> [课文选段]:
————————
很难说清约翰·派瑞·巴洛(JohnPerryBarlow)到底是干什么的。他在怀俄明州的松谷县拥有一家农场,还曾竞选过怀俄明州参议院的共和党席位。面对那些在战后婴儿潮中出生的人们,他经常会介绍自己是那个老牌地下雅典乐队“感恩而死”的替补词作者。对于这个角色,他颇为津津乐道,最主要的原因是它能在人脑子里造成某种混乱:一个“死党”,但却是共和党人?

在任意一个时刻,巴洛可能正在斯里兰卡为一条捕鲸船的下水而忙碌(那样环保人士就可以监控灰鲸的迁徙),也可能正在某个电子工程师联合会就言论自由和隐私权的未来而做演讲;他还有可能正在和日本的企业家们在北海道一边泡着温泉一边针对环太平洋地区的整合问题集思广益,或是在蒸汽浴室和最后一位空间幻想家制定定居火星的计划。我认识巴洛是在一个名为WELL的实验性虚拟会议室里,那里的人都没有实体。他在其中所扮演的角色是一个“神秘的嬉皮士”。

我和巴洛在现实中见面之前,已经在WELL上相识并且一起工作了好几年。在信息时代,友朋之道往往就是如此。巴洛大概有10个手机号码,分属几个不同的城市,还有不止一个电子地址。我永远都不知道他到底在哪里,不过却总能在几分钟之内就联系到他。这家伙即使坐飞机都带着一个可以插在机舱电话上的笔记本电脑。我在联系他时所拨打的那个号码可能会把我带到世界的任何一个地方。

我对他这种没有实体的状态感到很郁闷。跟他联系的时候,如果连他在地球的哪个地方都不清楚,我就会陷入一种混乱状态。他也许不介意这种没着没落的状态,但是我介意。当我拨打以为是他在纽约的号码,不曾想却被他卷到了太平洋上空,顿生一种被人猛抻了一把的感觉。
————————
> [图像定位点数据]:
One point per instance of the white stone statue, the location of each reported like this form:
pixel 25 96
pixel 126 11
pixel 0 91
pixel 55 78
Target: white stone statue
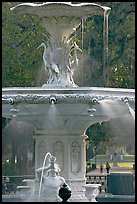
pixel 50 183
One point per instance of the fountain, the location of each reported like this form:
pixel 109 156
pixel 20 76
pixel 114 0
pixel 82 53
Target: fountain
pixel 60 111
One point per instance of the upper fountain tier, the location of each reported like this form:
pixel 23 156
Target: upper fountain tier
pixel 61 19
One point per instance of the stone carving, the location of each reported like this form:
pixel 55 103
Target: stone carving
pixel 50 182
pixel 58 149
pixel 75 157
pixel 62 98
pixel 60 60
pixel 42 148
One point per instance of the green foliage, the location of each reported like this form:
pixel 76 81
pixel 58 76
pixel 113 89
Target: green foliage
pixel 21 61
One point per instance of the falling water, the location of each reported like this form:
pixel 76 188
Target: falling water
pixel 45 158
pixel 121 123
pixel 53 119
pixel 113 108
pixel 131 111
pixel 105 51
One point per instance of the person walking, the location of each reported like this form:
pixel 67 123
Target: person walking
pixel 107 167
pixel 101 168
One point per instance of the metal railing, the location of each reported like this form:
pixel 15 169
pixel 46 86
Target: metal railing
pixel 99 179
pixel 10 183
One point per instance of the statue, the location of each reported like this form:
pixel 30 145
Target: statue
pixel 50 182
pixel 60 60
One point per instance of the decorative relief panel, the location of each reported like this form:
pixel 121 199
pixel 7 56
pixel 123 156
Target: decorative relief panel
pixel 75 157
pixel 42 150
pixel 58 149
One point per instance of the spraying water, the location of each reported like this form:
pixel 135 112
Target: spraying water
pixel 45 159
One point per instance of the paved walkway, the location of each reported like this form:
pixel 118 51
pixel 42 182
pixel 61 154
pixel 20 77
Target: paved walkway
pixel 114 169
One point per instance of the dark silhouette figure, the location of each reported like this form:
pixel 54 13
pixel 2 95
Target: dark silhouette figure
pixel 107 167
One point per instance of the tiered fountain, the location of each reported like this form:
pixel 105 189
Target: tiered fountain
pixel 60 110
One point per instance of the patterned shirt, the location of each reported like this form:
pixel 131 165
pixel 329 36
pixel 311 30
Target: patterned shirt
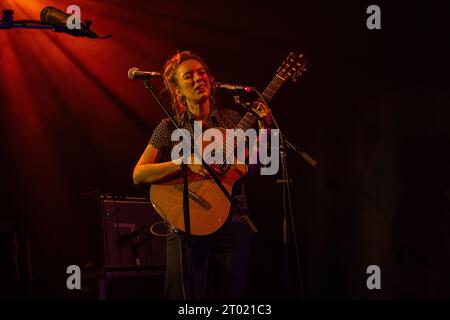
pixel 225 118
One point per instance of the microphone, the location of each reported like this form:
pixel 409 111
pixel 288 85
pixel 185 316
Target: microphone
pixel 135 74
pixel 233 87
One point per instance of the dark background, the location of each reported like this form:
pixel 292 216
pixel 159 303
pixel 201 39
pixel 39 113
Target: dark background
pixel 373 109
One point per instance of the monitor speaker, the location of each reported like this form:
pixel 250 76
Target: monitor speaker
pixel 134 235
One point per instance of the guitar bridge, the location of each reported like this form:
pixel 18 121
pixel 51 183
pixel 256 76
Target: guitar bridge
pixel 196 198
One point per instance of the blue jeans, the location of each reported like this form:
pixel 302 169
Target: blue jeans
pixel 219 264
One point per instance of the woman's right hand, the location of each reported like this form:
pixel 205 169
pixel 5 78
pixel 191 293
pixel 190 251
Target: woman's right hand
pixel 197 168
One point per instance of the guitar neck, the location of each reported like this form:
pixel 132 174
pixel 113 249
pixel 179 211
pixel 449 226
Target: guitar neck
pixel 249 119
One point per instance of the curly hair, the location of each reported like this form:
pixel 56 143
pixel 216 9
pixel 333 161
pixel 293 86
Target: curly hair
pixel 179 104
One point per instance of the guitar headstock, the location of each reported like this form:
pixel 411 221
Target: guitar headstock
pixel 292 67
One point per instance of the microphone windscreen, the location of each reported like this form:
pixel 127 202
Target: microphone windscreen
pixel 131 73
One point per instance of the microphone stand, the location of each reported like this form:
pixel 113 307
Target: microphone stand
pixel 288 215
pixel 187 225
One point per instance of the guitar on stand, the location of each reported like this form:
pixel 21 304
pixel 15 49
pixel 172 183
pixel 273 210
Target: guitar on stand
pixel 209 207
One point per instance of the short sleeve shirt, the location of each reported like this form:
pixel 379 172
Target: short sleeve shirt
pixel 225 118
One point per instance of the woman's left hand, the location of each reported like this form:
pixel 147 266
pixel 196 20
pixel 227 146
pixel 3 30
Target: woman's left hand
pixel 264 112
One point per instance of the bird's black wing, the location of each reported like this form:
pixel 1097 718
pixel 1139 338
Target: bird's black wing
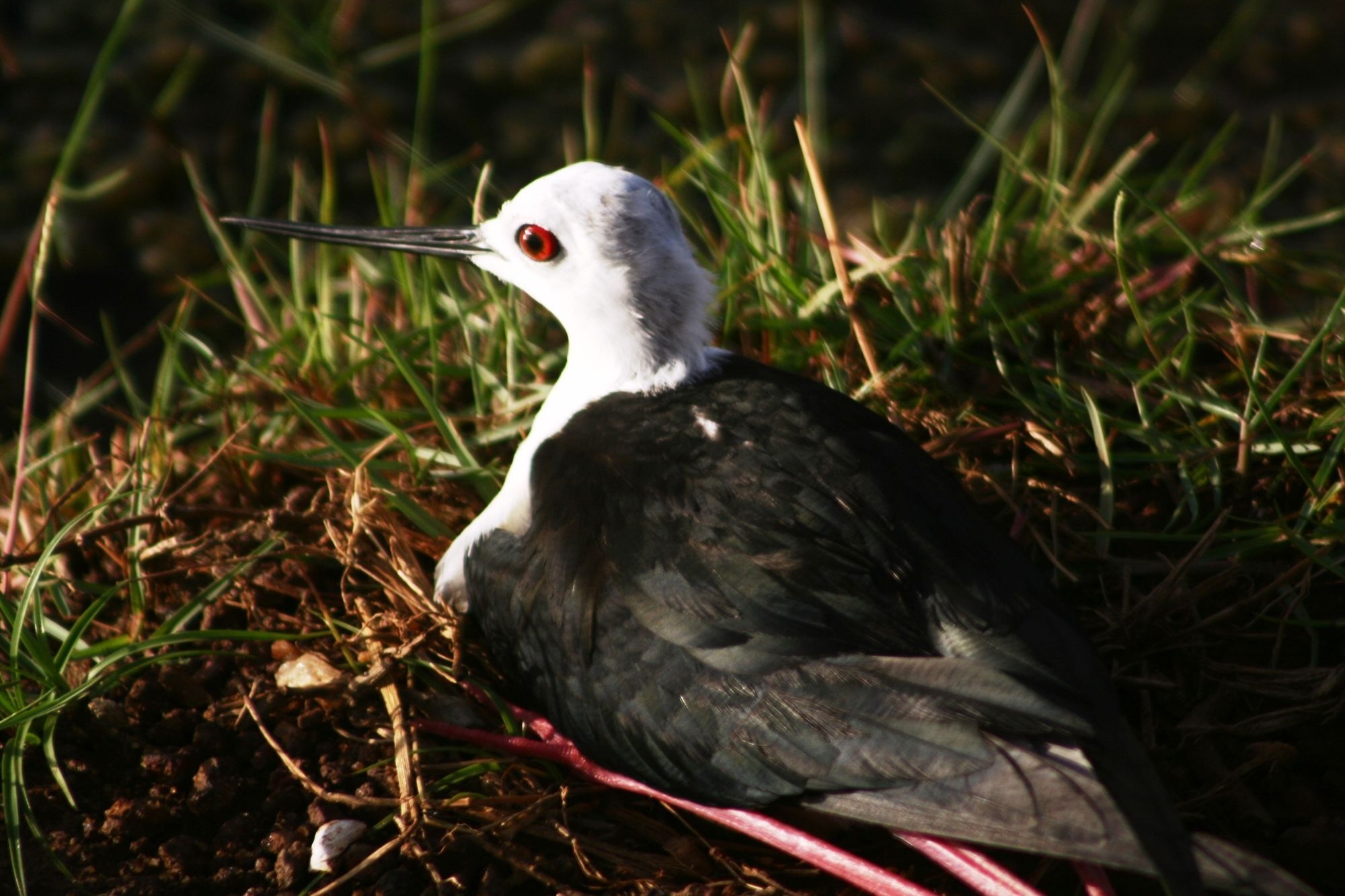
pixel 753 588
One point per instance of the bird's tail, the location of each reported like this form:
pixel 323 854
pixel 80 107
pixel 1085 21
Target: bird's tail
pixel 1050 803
————————
> [题目]: 根据课文选段,作者是在哪里认识巴洛的?

> [练习答案]: 在一个名为WELL的实验性虚拟会议室里。